▸ **What you have to do**:
Continue the forum post about annotating and taking notes on research articles in Scrivener, picking up right after its last sentence.

▸ **Source passage**:
My question is similar to another recent topic on this board about tools for annotating and then extracting notes from PDFs. I am new to the board and Scrivener, I hope I am not touching on an old and tired topic.
I am unable to find a software solution for the type of annotation and note taking that I would like to use in my research. My primary source materials are scientific journal articles. I am not attracted to tools that allow highlighting and editing of PDFs, even if annotations can be exported. LiquidText looks beautifully implemented, but doesn’t appear to scale well for a project that contains 50 to 100 associated publications. In addition, I regularly encounter PDFs that are faulty, where text selection is broken or yields garbled text.
When possible, I prefer to capture the HTML or RTF version of articles from journal publisher websites. I may begin using Markdown. I am currently leveraging the built-in capabilities of DEVONthink Pro to capture, organize, and search the content. This approach is imperfect, as some journals do not provide an HTML version of their publications. In current practice, I have a confusing mixture of note taking approaches.
Of the many different note taking tools I have explored, Scrivener comes nearest to the required feature set. Scrivener’s support for keywords, meta data, and inline and linked annotations looks quite powerful. Combined with the Outliner view, collections, and the flexible export options, it comes so close to my needs. What is missing? The main gap, as with other tools, is that keywords are applied to an entire document, rather than arbitrary text runs within a document.

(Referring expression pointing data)
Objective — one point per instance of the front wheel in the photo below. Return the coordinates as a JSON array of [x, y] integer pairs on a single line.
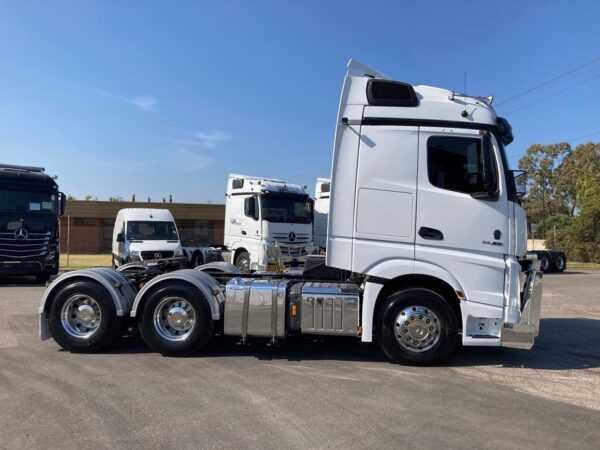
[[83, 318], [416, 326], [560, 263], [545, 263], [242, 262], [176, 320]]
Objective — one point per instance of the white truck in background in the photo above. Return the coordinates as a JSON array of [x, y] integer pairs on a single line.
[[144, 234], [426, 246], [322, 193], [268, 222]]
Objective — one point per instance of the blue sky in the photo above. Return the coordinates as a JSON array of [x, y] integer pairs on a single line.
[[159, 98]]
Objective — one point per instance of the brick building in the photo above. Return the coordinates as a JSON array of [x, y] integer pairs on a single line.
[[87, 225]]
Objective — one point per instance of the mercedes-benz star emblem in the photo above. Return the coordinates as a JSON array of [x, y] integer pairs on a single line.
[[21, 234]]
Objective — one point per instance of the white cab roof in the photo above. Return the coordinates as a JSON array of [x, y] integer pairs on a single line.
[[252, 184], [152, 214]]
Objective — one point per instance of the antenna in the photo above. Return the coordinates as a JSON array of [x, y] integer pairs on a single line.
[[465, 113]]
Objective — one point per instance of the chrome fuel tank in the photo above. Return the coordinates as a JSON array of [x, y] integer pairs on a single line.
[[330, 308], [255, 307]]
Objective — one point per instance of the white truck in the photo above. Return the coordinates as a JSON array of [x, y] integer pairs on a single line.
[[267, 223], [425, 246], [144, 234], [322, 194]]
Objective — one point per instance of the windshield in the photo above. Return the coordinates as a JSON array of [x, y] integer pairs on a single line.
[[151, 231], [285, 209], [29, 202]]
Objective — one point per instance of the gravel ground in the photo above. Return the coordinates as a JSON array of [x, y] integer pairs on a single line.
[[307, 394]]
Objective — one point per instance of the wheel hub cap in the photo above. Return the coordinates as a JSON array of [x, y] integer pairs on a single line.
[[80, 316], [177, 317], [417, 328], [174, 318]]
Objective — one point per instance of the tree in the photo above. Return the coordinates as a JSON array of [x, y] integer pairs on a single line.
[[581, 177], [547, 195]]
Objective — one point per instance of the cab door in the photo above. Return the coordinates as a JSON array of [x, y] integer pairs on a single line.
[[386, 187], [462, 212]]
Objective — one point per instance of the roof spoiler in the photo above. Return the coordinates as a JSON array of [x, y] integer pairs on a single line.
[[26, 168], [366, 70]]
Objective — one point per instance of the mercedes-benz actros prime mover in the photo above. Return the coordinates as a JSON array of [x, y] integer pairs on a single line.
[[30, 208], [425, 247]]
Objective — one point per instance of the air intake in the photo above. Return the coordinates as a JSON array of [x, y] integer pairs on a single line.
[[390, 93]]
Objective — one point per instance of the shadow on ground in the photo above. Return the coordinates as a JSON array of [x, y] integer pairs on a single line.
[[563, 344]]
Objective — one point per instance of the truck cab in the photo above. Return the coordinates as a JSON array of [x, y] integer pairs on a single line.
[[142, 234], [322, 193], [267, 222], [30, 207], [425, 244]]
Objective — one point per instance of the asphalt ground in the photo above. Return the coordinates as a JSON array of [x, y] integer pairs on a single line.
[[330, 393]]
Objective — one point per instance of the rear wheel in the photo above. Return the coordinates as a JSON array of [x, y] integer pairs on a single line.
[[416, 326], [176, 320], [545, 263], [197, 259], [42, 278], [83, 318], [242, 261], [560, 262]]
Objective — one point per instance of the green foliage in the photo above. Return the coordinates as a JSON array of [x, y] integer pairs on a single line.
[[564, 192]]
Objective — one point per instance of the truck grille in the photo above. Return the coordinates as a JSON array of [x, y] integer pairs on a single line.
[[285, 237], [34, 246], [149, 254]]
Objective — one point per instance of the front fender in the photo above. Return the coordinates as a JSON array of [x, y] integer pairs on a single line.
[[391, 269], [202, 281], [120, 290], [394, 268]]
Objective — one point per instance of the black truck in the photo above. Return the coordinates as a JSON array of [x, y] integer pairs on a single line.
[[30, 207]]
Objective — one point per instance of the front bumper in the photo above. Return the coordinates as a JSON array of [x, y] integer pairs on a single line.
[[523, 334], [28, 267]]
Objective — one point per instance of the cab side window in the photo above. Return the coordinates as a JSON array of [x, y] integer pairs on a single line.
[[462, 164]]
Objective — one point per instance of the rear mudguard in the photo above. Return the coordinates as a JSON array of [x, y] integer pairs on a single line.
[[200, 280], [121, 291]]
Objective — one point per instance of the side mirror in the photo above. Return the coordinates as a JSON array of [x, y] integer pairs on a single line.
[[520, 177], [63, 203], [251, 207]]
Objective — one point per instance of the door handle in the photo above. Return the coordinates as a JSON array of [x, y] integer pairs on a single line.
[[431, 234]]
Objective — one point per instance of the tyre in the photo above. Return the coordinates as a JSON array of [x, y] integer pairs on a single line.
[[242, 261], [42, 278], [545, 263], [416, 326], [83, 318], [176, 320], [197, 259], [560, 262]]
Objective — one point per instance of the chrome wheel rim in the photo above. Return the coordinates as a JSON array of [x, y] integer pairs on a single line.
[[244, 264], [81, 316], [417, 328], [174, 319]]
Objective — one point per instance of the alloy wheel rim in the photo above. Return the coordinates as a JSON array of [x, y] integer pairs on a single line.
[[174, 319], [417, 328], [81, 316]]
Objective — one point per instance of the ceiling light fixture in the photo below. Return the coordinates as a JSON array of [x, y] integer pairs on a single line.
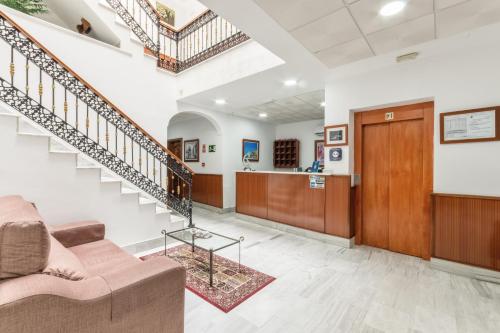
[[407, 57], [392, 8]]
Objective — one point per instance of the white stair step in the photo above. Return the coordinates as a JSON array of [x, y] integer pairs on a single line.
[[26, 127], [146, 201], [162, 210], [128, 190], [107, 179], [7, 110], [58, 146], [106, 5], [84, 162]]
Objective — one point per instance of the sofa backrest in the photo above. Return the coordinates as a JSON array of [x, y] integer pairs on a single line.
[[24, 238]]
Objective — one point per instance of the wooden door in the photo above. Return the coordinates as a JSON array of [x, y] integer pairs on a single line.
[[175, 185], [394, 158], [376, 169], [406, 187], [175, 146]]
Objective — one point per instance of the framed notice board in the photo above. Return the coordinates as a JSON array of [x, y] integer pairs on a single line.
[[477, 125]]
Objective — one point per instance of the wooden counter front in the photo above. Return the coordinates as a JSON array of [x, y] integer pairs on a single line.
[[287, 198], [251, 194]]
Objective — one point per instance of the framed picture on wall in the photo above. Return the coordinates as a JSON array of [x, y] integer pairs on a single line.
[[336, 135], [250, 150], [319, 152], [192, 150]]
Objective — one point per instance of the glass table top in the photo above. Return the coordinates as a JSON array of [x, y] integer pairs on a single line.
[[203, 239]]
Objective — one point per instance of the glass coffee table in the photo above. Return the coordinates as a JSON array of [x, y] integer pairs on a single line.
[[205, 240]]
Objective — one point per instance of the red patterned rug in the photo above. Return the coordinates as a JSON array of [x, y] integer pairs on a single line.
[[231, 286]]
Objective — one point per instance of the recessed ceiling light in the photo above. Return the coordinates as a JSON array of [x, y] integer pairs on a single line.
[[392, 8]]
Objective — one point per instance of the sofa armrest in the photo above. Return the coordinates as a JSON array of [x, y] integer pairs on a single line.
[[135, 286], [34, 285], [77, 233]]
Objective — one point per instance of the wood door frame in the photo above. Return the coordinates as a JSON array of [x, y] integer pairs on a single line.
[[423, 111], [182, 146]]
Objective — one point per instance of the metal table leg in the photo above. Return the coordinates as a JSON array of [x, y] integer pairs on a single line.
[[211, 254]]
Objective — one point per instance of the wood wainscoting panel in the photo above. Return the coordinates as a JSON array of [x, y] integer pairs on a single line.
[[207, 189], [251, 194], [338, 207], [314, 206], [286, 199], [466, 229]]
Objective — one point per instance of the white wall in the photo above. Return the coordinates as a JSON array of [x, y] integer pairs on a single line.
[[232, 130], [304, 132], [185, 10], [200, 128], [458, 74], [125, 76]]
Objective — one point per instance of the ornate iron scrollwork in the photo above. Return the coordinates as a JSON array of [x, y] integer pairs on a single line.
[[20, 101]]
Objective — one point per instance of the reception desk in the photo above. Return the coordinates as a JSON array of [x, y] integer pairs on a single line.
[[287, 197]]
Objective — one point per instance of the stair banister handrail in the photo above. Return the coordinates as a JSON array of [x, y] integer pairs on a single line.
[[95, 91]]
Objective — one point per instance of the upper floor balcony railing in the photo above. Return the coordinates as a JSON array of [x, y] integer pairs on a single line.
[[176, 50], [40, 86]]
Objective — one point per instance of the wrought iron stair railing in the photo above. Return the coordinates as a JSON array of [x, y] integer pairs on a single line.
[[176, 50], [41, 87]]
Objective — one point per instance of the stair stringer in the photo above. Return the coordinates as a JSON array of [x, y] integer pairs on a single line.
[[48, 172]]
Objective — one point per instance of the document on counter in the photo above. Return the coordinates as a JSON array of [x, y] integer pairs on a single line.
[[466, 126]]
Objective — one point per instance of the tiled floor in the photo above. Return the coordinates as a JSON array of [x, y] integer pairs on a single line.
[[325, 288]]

▸ **Answer below**:
Assume I am working with a program like Scrivener, I would like to apply an inline annotation and include a keyword along with the annotation. In its simplest form, the annotation would be the keyword(s) applied to a block of selected text. But sometimes I may want to include a personal comment or my own more concise version of the original text block. Over time, across a body of journal articles, I could create a collection that gathers all the annotated text blocks associated with user-specified keyword(s), along with any of my associated comments. The icing on top would be if selected graphic elements (i.e. data figures) could be annotated and “collected”. There are additional meta data that would be provided: the bibliographic source, PubMed ID, DOI, Year, First Author, a link back to the annotation in the document, and so forth.
Some example keywords:
Therapeutic Hypothesis
Patient Population
Trial Results
Biochemical Assay
Cellular Assay
Rodent GOF
Rodent LOF
Idea for Follow-up
PK/PD
etc.
I could almost do this now with Scrivener. I would have to stringently apply my own keywords (no typos) to inline annotations. I could copy the document snippet and use it as the content for my inline annotation, allowing its later extraction. But that is a lot of gymnastics and it is impractical to manage a controlled term keyword list manually.